▸ TEXT PROVIDED

Garduño’s founder Dave Garduño apparently isn’t willing to shut the curtain on his four decades-plus in the food industry, however, and the result is one of Albuquerque’s most popular new restaurants, Chile Rio. Billed as a Mexican grill, Chile Rio opened in July alongside Interstate 25 in the old location of the Dickey’s barbecue house. There’s nothing left to suggest Texas barbecue (or the nightclub that followed, Allure Bar & Grill). In fact, the skilled restaurant hand that created the fun atmosphere at Garduño’s is obviously at play in the total makeover here.  

Chile Rio boasts a cantina feel, complete with rustic brick and tin roof accents and table tops inset with colorful beer bottle caps. TVs and neon beer signs line the walls of both the large open dining room and the bar area, lending an informal feel, and the spacious patio adds even more margarita-sipping square footage. Chile Rio was packed with patrons when my dining companion and I visited at 7 p.m. on a recent Wednesday. Absolutely packed.
 
Whatever fairy dust was used to keep people pouring into Garduño’s over the years is definitely in the air here. Part of that, as mentioned, is the comfortable atmosphere, but the big draw has to be the appealing menu. There’s something of a fad for ethnic “street” food these days. Diners seem especially willing to pay for the flavors and aromas of open-air-food-vendor meals that are traditionally served in places like Acapulco and Bangkok. Who doesn’t want to take a quick culinary trip to the Yucatan, for example? Chile Rio taps right into this trend.

[Source records]
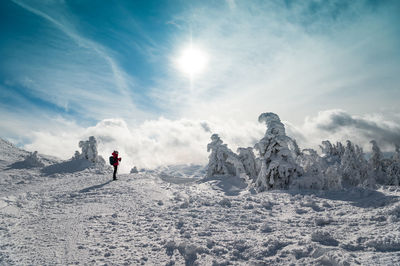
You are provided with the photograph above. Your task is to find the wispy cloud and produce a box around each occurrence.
[300,110,400,151]
[6,0,146,119]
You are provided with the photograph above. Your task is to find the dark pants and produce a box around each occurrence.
[113,165,118,180]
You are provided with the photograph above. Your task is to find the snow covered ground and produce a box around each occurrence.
[0,141,400,265]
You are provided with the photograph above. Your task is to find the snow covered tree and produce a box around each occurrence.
[131,166,139,174]
[255,113,302,191]
[339,140,374,187]
[237,147,259,181]
[386,144,400,186]
[207,134,246,177]
[368,140,386,184]
[74,136,105,164]
[23,151,44,167]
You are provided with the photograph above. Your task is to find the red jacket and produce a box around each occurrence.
[112,152,121,166]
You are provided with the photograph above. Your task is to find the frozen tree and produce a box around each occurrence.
[392,144,400,162]
[291,149,325,189]
[296,149,327,177]
[255,113,301,191]
[340,140,374,187]
[24,151,44,167]
[319,140,345,165]
[131,166,139,174]
[74,136,105,164]
[386,144,400,186]
[237,147,259,181]
[207,134,246,177]
[368,140,386,184]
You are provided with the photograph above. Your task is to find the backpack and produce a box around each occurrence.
[110,156,115,165]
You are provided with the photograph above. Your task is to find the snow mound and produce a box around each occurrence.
[10,151,45,169]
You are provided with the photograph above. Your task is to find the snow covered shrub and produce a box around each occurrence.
[291,149,327,189]
[131,166,139,174]
[339,140,374,187]
[255,113,302,191]
[207,134,245,177]
[237,147,259,181]
[319,140,345,165]
[73,136,105,164]
[18,151,44,168]
[368,140,386,185]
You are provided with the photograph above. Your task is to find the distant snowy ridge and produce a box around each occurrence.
[207,113,400,191]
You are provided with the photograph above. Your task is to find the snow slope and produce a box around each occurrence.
[0,142,400,265]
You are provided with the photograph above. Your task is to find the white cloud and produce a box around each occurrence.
[300,109,400,152]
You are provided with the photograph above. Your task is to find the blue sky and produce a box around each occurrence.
[0,0,400,168]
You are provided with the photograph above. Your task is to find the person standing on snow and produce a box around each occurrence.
[112,151,121,180]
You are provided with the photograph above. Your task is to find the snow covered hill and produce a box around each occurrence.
[0,138,400,265]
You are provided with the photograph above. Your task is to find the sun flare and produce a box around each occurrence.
[178,47,208,77]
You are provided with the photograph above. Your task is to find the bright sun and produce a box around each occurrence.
[178,47,208,77]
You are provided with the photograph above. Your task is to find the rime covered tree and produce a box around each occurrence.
[24,151,44,167]
[340,140,375,187]
[74,136,105,164]
[386,144,400,186]
[237,147,259,181]
[207,134,245,177]
[368,140,386,184]
[255,113,301,191]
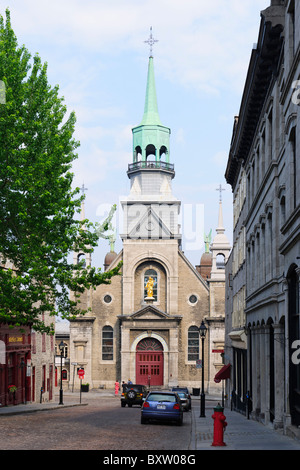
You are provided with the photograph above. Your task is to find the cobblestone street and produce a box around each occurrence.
[0,394,191,450]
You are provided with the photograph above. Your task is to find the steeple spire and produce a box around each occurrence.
[128,27,171,165]
[140,56,162,126]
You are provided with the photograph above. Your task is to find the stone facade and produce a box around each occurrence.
[226,0,300,432]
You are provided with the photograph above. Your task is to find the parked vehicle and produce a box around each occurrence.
[141,390,183,426]
[121,384,148,408]
[171,387,192,410]
[176,392,189,411]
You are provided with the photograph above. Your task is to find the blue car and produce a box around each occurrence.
[141,391,183,426]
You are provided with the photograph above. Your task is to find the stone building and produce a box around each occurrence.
[225,0,300,432]
[70,49,230,392]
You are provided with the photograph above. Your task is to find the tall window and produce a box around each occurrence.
[144,269,157,301]
[188,326,199,361]
[102,326,114,361]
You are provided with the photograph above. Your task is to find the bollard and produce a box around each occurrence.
[212,403,227,447]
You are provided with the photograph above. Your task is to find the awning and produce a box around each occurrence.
[214,364,231,384]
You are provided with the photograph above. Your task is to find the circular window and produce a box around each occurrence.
[103,294,112,304]
[189,294,198,304]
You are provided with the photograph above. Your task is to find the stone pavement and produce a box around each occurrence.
[0,390,300,452]
[190,397,300,451]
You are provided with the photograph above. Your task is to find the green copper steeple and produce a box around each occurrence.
[132,30,171,163]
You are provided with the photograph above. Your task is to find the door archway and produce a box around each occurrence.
[136,337,164,386]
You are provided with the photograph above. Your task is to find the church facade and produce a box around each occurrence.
[70,49,230,393]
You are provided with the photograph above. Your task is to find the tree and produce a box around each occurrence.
[0,10,120,333]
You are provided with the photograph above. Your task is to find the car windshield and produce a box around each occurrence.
[147,393,176,403]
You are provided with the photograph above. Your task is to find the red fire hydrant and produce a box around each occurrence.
[212,403,227,447]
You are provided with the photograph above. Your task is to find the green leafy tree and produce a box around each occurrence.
[0,10,120,333]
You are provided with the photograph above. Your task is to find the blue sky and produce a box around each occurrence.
[0,0,270,267]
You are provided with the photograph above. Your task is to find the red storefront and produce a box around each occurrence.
[0,323,31,406]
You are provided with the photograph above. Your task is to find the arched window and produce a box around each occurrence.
[159,145,168,162]
[102,326,114,361]
[146,144,156,161]
[144,269,157,301]
[287,265,300,426]
[134,145,142,163]
[188,326,199,361]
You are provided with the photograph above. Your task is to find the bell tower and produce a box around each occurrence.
[121,28,181,244]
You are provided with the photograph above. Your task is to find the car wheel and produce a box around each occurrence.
[176,416,183,426]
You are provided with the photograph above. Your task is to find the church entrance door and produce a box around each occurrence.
[136,338,164,386]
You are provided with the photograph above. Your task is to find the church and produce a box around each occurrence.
[70,39,231,393]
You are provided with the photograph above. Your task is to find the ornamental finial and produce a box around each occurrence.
[144,26,158,57]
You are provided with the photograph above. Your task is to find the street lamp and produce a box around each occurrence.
[58,341,65,405]
[199,320,207,418]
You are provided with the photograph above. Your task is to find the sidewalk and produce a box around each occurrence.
[0,390,300,451]
[190,397,300,451]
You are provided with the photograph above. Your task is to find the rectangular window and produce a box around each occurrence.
[102,326,114,361]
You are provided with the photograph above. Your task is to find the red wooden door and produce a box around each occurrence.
[136,338,164,386]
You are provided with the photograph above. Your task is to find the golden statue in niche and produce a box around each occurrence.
[146,276,154,298]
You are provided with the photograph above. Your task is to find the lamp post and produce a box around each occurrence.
[58,341,65,405]
[199,320,207,418]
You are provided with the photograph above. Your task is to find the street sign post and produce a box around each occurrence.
[78,369,84,403]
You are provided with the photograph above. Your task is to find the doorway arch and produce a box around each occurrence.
[135,337,164,386]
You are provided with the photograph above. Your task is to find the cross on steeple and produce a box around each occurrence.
[216,184,226,202]
[144,26,158,57]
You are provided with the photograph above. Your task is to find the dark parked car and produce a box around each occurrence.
[172,387,192,410]
[121,384,148,407]
[141,390,183,426]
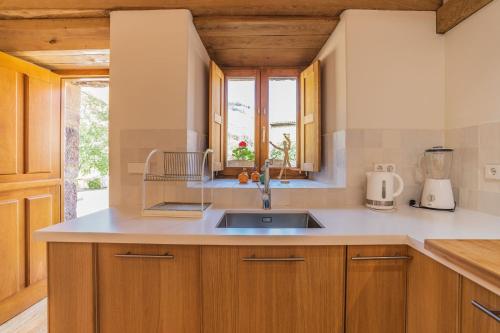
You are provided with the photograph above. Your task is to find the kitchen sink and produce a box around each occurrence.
[216,212,324,229]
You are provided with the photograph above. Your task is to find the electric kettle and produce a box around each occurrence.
[366,171,404,210]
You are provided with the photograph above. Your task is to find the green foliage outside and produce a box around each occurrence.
[233,147,255,161]
[79,92,109,189]
[270,143,297,165]
[87,178,102,190]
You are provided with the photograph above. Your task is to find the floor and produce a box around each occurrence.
[0,299,48,333]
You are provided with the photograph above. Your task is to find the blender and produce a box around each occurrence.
[420,146,455,211]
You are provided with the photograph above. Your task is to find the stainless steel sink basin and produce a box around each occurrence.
[216,212,324,229]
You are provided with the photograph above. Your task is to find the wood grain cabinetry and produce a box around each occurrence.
[346,245,408,333]
[0,199,22,301]
[48,243,97,333]
[0,52,61,324]
[97,244,201,333]
[407,248,460,333]
[202,246,345,333]
[461,277,500,333]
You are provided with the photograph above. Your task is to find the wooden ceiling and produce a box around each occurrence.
[0,0,492,70]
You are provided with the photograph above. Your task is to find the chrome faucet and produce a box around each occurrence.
[257,160,272,209]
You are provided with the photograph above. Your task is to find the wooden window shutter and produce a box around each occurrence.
[300,60,321,172]
[208,61,225,171]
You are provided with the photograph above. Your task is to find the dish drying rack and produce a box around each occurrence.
[142,149,214,218]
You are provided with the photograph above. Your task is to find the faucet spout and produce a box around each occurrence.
[257,160,272,209]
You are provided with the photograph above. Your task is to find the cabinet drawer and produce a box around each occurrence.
[202,246,345,333]
[97,244,201,333]
[462,278,500,333]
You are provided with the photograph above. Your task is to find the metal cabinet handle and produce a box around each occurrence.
[471,300,500,323]
[241,256,306,261]
[115,252,175,259]
[351,256,412,260]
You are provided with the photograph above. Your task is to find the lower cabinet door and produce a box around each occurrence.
[346,245,408,333]
[406,248,460,333]
[462,277,500,333]
[97,244,201,333]
[202,246,345,333]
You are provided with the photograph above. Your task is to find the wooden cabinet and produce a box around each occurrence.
[407,248,460,333]
[461,277,500,333]
[346,245,408,333]
[48,243,98,333]
[0,52,61,324]
[202,246,345,333]
[0,200,22,301]
[97,244,200,333]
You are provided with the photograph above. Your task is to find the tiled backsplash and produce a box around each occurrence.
[445,123,500,215]
[121,123,500,215]
[346,129,444,205]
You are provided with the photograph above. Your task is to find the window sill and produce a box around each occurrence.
[205,179,339,190]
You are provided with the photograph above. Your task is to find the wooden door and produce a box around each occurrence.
[0,199,22,301]
[407,248,460,333]
[300,60,321,172]
[48,243,98,333]
[202,246,345,333]
[0,52,61,324]
[97,244,201,333]
[24,77,53,173]
[0,67,22,175]
[461,277,500,333]
[208,61,225,171]
[346,245,407,333]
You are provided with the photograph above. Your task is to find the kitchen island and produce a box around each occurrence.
[36,207,500,333]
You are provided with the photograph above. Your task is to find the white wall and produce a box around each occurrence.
[445,0,500,128]
[342,10,445,129]
[110,10,209,206]
[316,20,347,134]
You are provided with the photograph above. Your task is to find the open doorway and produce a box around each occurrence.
[63,78,109,221]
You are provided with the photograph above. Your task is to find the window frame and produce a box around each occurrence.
[222,68,307,179]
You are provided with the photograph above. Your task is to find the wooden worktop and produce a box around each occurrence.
[425,239,500,287]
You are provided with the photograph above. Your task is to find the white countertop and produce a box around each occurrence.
[35,207,500,294]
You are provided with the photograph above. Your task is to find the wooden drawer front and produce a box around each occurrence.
[97,244,201,333]
[346,245,408,333]
[202,246,345,333]
[462,278,500,333]
[25,194,54,284]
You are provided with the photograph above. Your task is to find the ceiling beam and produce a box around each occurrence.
[0,18,109,52]
[194,16,338,37]
[437,0,493,34]
[0,0,442,16]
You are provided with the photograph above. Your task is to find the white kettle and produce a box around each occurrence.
[366,171,404,210]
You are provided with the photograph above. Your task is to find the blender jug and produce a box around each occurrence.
[420,147,455,211]
[424,147,453,179]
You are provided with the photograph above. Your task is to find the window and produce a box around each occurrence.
[223,69,300,177]
[209,62,321,178]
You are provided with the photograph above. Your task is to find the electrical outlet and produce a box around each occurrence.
[373,163,396,172]
[484,164,500,180]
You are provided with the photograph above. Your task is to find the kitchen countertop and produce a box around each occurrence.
[425,239,500,286]
[35,207,500,295]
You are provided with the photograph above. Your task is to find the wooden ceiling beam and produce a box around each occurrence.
[0,0,442,16]
[0,18,109,52]
[194,16,338,37]
[436,0,493,34]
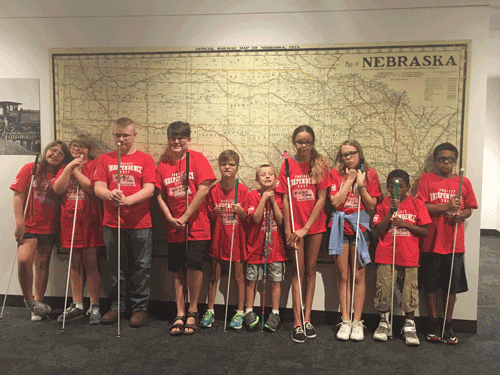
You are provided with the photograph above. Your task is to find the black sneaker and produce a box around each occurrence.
[305,322,316,339]
[426,318,441,342]
[264,313,281,332]
[441,322,458,345]
[292,326,306,343]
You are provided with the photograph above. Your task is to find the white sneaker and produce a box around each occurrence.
[403,321,420,346]
[373,320,389,341]
[351,320,365,341]
[31,312,43,322]
[337,318,351,341]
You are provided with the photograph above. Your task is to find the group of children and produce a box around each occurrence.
[11,122,477,345]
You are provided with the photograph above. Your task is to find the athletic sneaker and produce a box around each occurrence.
[401,321,420,346]
[201,311,215,328]
[264,312,281,332]
[87,303,102,324]
[304,322,316,339]
[292,326,307,343]
[426,318,441,342]
[442,322,458,345]
[30,311,43,322]
[229,312,245,329]
[24,299,52,318]
[57,303,85,323]
[350,320,365,341]
[243,311,259,330]
[373,320,389,341]
[337,318,351,341]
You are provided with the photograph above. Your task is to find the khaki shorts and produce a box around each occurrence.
[373,264,418,313]
[245,262,285,282]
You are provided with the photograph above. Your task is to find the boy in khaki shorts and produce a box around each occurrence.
[373,169,431,345]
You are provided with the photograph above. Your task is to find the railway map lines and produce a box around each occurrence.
[51,41,469,188]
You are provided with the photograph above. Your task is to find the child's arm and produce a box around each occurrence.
[392,217,429,237]
[330,169,358,209]
[291,189,326,242]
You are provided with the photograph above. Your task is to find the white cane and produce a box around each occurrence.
[441,168,464,337]
[0,154,40,320]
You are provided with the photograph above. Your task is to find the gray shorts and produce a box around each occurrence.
[245,262,285,282]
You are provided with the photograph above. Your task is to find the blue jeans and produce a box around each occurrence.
[103,226,153,312]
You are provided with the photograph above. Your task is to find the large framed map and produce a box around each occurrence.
[50,41,470,189]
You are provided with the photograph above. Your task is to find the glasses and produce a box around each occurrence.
[293,141,314,146]
[436,156,457,164]
[340,151,359,159]
[168,136,188,143]
[49,147,65,157]
[113,133,133,141]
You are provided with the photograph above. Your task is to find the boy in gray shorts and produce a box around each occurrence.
[243,164,286,332]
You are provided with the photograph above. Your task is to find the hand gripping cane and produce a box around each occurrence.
[0,154,40,320]
[284,151,306,331]
[387,180,399,338]
[224,178,239,332]
[260,205,273,332]
[350,159,365,322]
[116,142,122,337]
[61,157,80,331]
[441,168,464,337]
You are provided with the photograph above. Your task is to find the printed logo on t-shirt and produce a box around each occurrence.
[293,189,315,202]
[168,185,192,198]
[112,174,136,186]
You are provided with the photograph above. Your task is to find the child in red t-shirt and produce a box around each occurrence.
[52,134,104,324]
[201,150,248,329]
[373,169,431,345]
[10,140,69,321]
[417,143,478,344]
[276,125,330,343]
[244,164,286,332]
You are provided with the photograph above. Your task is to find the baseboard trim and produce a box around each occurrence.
[481,229,500,238]
[0,295,477,334]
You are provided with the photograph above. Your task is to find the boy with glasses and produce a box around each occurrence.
[417,143,478,344]
[94,118,156,327]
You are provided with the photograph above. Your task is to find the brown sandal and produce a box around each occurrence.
[168,316,186,336]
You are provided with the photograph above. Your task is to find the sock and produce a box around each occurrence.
[73,302,83,310]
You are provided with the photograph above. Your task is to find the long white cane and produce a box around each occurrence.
[284,151,306,332]
[0,154,40,320]
[441,168,464,337]
[116,142,122,337]
[224,178,239,332]
[387,180,399,337]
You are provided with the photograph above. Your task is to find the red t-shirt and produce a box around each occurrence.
[329,168,380,235]
[373,195,432,267]
[207,182,248,262]
[156,150,216,243]
[243,190,287,264]
[10,162,59,234]
[94,150,156,229]
[52,160,104,249]
[276,158,330,235]
[417,173,478,254]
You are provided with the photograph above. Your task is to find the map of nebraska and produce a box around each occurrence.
[51,42,469,188]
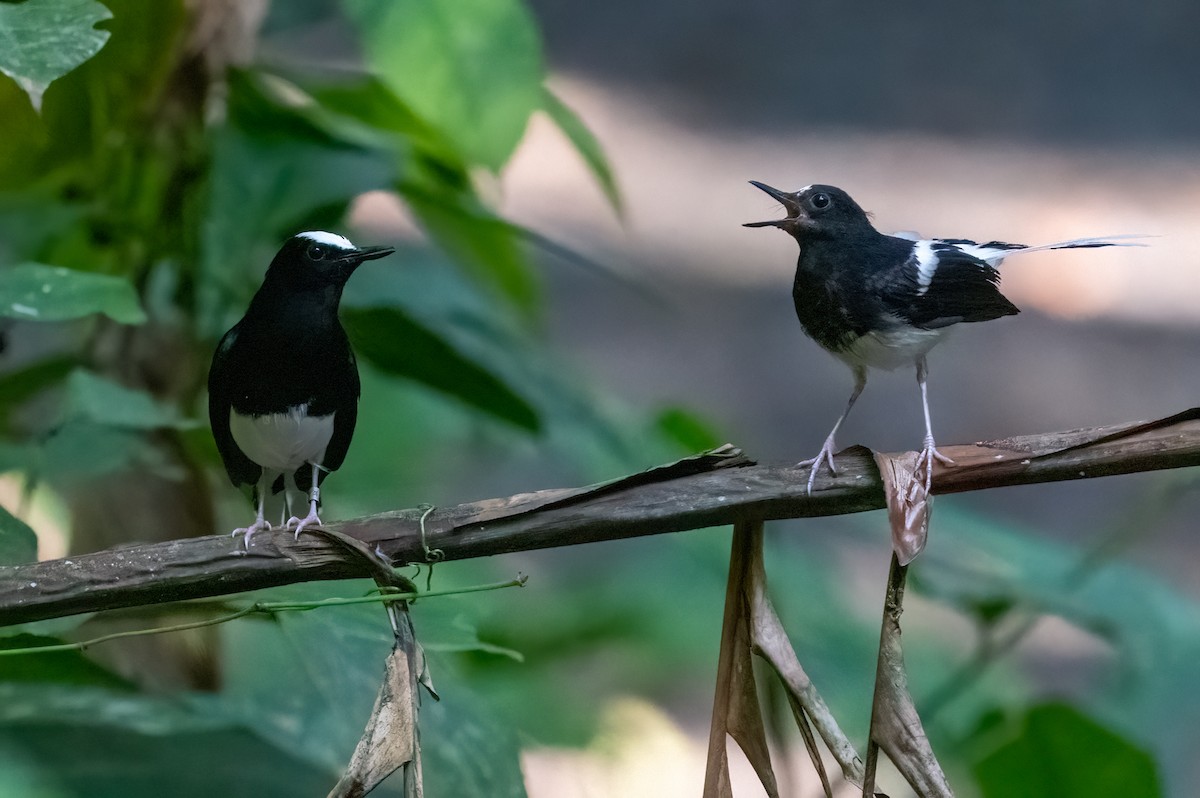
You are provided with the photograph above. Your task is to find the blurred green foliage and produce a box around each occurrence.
[0,0,1185,798]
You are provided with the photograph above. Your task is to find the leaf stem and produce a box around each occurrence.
[0,575,529,656]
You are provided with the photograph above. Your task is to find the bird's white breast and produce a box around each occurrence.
[229,404,334,472]
[834,325,949,371]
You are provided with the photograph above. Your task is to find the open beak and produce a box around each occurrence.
[742,180,802,227]
[337,247,396,265]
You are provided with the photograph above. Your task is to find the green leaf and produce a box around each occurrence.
[541,89,623,216]
[0,508,37,565]
[342,307,541,432]
[0,629,132,691]
[0,0,113,109]
[64,368,197,430]
[654,407,721,452]
[36,419,147,481]
[0,261,146,324]
[0,358,76,427]
[343,0,542,172]
[400,181,540,314]
[974,703,1163,798]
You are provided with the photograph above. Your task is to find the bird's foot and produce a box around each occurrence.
[796,434,838,496]
[229,516,271,548]
[914,436,954,494]
[287,505,325,540]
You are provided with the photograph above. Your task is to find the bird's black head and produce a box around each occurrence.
[743,180,875,242]
[266,230,395,294]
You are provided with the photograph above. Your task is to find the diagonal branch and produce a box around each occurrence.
[0,408,1200,625]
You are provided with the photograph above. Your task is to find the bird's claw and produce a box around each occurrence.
[796,436,838,496]
[229,518,271,548]
[914,437,954,494]
[286,510,325,540]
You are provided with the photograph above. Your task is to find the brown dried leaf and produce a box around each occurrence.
[875,451,934,565]
[864,553,954,798]
[744,523,863,782]
[329,646,421,798]
[703,521,779,798]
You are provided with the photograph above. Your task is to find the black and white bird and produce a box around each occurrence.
[745,180,1142,493]
[209,232,394,546]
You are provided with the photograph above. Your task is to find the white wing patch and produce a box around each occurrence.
[912,240,937,296]
[298,230,355,250]
[229,404,334,472]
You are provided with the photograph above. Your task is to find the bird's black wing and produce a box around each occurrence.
[887,241,1020,330]
[318,343,361,480]
[209,325,263,486]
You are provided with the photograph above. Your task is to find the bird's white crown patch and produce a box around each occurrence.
[299,230,354,250]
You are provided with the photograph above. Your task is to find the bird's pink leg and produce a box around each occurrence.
[287,463,323,540]
[917,356,954,493]
[796,367,866,496]
[229,470,271,548]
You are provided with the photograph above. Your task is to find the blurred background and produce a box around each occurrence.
[0,0,1200,798]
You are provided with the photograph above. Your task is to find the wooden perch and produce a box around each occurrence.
[0,408,1200,625]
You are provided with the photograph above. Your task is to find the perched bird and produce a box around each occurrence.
[209,232,394,546]
[745,180,1141,493]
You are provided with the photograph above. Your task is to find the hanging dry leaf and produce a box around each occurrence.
[863,554,954,798]
[874,451,934,565]
[703,521,779,798]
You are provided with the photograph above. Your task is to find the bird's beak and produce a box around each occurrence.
[742,180,803,229]
[337,247,396,266]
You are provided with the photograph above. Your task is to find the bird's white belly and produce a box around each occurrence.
[834,326,949,371]
[229,406,334,472]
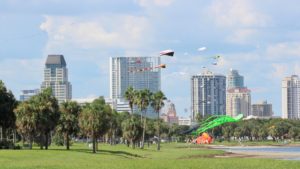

▸ PROBLEMS
• a. According to the Chile Rio review, where did the restaurant open in July?
• b. Carry on with the Chile Rio review, picking up after its final sentence.

▸ EXPECTED RESPONSES
• a. Alongside Interstate 25, in the old location of the Dickey's barbecue house.

• b.
Chile Rio
4811 W. Pan American NE 505.341.8005
HOURS: 11a-10p, daily chilerio.com


Image
Photo by Wes Naman
Front and center on the menu is the “Tijuana Taco Stand.” I’d like to think I’m not a sucker for “street food” marketing tricks, but count me as a fan. First, the Chile Rio corn tortillas are light, papery and almost sweet tasting, yet firm and grease-free enough for hand-held taco eating. Second, the fillings: shrimp sautéed in green chile butter, machaca (chile-spiced beef that’s been dried, then rehydrated and pounded to make it tender), pastor (marinated pork) and pineapple, or Tecate-battered tilapia, to name just some of the possibilities. Tacos are served in batches of three, with charra beans, roasted corn on the cob sprinkled with paprika, salsa and pico de gallo ($11.95).

Alongside our tacos we sampled the Fire Roasted Chicken Tortilla Soup ($5 cup/$7 bowl), which uses Yucatan chicken (read “street food”), roasted chile and an abundance of veggies. It’s the best tortilla soup I’ve ever had, even though it was oddly chicken-free. We also tried the Posole, which was overly salty and not so special.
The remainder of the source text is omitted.